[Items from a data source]
◆ ◆ ◆ ◆

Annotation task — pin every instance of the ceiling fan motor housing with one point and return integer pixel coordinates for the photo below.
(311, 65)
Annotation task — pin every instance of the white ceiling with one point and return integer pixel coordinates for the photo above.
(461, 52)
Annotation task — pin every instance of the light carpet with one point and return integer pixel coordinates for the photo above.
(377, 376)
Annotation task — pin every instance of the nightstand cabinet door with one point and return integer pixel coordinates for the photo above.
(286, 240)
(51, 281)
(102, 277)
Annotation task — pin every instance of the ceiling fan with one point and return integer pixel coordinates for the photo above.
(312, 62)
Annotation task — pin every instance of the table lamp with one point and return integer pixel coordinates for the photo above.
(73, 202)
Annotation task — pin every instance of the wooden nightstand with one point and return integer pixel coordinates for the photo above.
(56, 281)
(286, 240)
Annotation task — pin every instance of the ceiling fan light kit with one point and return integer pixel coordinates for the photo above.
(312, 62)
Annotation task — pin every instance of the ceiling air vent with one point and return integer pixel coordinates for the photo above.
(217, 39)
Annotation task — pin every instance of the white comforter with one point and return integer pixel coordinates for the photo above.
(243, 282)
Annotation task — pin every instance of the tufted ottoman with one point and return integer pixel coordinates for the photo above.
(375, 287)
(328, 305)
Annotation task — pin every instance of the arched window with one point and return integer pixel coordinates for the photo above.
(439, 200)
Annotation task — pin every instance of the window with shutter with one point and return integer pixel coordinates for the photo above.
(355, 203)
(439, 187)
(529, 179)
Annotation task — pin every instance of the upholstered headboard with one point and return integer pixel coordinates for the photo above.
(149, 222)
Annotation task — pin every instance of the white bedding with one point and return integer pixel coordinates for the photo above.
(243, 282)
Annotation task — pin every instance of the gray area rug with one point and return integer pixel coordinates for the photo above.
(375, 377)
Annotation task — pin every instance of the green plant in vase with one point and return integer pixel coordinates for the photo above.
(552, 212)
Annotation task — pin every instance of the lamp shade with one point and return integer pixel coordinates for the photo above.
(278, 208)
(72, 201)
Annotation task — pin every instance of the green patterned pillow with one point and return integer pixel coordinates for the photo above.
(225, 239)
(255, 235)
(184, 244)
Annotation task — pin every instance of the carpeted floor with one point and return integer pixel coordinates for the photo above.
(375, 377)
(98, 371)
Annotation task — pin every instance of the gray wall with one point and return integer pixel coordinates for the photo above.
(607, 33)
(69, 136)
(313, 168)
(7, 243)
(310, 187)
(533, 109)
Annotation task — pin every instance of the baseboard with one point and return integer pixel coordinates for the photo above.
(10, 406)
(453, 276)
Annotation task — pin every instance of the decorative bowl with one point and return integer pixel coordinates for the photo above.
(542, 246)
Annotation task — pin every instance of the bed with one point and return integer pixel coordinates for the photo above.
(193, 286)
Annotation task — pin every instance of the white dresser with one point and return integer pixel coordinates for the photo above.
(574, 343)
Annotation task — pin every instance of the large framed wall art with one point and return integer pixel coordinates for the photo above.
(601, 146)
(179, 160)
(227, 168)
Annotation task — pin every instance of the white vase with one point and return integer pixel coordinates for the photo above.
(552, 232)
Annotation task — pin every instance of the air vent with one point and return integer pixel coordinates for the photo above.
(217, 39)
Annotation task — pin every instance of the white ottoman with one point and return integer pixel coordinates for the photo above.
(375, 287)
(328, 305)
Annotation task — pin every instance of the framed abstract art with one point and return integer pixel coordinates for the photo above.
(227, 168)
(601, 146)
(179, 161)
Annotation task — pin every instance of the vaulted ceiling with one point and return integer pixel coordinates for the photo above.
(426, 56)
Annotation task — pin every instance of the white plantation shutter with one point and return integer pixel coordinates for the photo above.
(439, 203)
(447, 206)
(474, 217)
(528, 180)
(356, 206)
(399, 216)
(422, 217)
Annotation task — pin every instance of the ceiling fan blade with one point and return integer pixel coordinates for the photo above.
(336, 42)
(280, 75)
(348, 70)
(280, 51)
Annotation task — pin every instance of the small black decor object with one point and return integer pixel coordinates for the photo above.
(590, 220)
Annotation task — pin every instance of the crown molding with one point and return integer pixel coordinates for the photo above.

◆ ◆ ◆ ◆

The entries above must be retyped exactly, down to the last character.

Annotation task — pin every instance of the ceiling fan motor housing with one point and return integer pixel coordinates for the photo below.
(311, 65)
Annotation task — pin every instance of the white ceiling with one point and return integer pixel coordinates for the photo above.
(461, 52)
Annotation task — pin every instance of the light carpet with one point and return integer pixel coordinates for the photo above.
(377, 376)
Annotation task — pin every instance of the nightstand cabinet door with one point and return integer pixel coordinates for the photo above.
(286, 240)
(51, 281)
(102, 277)
Annotation task — pin every instance of the ceiling fan with one point and return integer pixel coordinates for the photo above.
(312, 62)
Annotation task — pin every instance of the table lamp with one point and return integer pixel coordinates for the photo above.
(73, 202)
Annotation task — pin every instance of the wooden nightstand with one point and return integer pixel coordinates for the photo above.
(56, 281)
(286, 240)
Annotation task — pin every instance of the ceiling fan light kit with one point and return integer pixel coordinates for the photo above.
(312, 62)
Annotation task — pin every instance of the ceiling air vent with one point and return integer pixel coordinates for the photo above.
(217, 39)
Annotation task — pin every instance of the white comforter with one point and return integer pixel coordinates for the photo above.
(243, 282)
Annotation task — pin every instance of the tufted ottoman with one point and return integer pixel coordinates for the photo above.
(375, 287)
(328, 305)
Annotation task — pin every instance of the arched window with one point and return integer pixel coordinates for the photo above.
(439, 200)
Annotation task — pin every instance of the window with shutter with one point and return integer pixel coordinates for the photo above.
(355, 203)
(439, 187)
(529, 179)
Annotation task — pin every instance of the upholstered headboard with one point and return integer pixel coordinates for the photo above.
(149, 222)
Annotation task — pin every instance of the white bedding with one point and return integer pixel coordinates for the photo above.
(243, 282)
Annotation task — pin every instance of the gray area rug with one point and return integer pixel coordinates for the photo above.
(375, 377)
Annotation task — pin every instance of the green plant in vase with one point and return integer pixel coordinates for the photo above.
(552, 212)
Annotation task — pin every instance of the lamp shade with one point and return integer pixel coordinates for the photo above.
(278, 208)
(72, 201)
Annotation task — pin every instance of the green patterned pillow with one point and return integer pixel coordinates for the photo above.
(225, 239)
(255, 235)
(184, 244)
Annotation task — pin every instance of the carpeted floor with one point and return integer pixel coordinates for the photo above.
(375, 377)
(98, 371)
Annotation task — pin every instance of the gray wall with one point and return integer pixel coordinates for the photo above.
(607, 33)
(69, 136)
(313, 168)
(7, 243)
(310, 187)
(533, 109)
Annotation task — pin every instance of the baseboard with one point and return integer pixel coordinates for the photo above.
(10, 406)
(453, 276)
Annotation task — pin every instance of the decorative bowl with one point and return integer pixel coordinates for the photo above.
(542, 246)
Annotation task — pin every instance of the bed with one point and return integer pixel coordinates for the photo above.
(193, 286)
Annotation task — pin every instance of the white dresser with one point and return integer pixel coordinates for the photo above.
(574, 343)
Annotation task — pin every instance of the large framed wall art with one point and return integer pixel coordinates for the photo above.
(601, 146)
(179, 160)
(227, 168)
Annotation task — pin every instance of the white vase with one point and return integer pixel coordinates for the photo above.
(552, 232)
Annotation task — pin every instance of the air vent with one point and return integer pixel coordinates for the photo above.
(217, 39)
Annotation task — pin every instance of the white ottoman with one point and return integer pixel coordinates for the photo above.
(375, 287)
(328, 305)
Annotation task — pin every instance of the framed abstract art with one point and return integer pixel coordinates for the photo above.
(227, 168)
(601, 146)
(179, 161)
Annotation task — pin every instance of the vaulted ceiling with one point and return integer pixel coordinates for the photo above.
(426, 56)
Annotation task — pin every instance of the white plantation shutter with one point and return integer pixel coordinates for the photo above.
(439, 203)
(447, 206)
(474, 217)
(528, 180)
(356, 206)
(399, 216)
(422, 217)
Annotation task — pin every instance of the ceiling fan blade with one point and return integer pixel coordinates for the photo above.
(336, 42)
(280, 75)
(348, 70)
(280, 51)
Annotation task — pin every instance of the small black decor object with one point and return integer pixel coordinates for the photo above.
(590, 220)
Annotation task — pin every instance of the crown molding with one point and return integer pixel coordinates for the photo above.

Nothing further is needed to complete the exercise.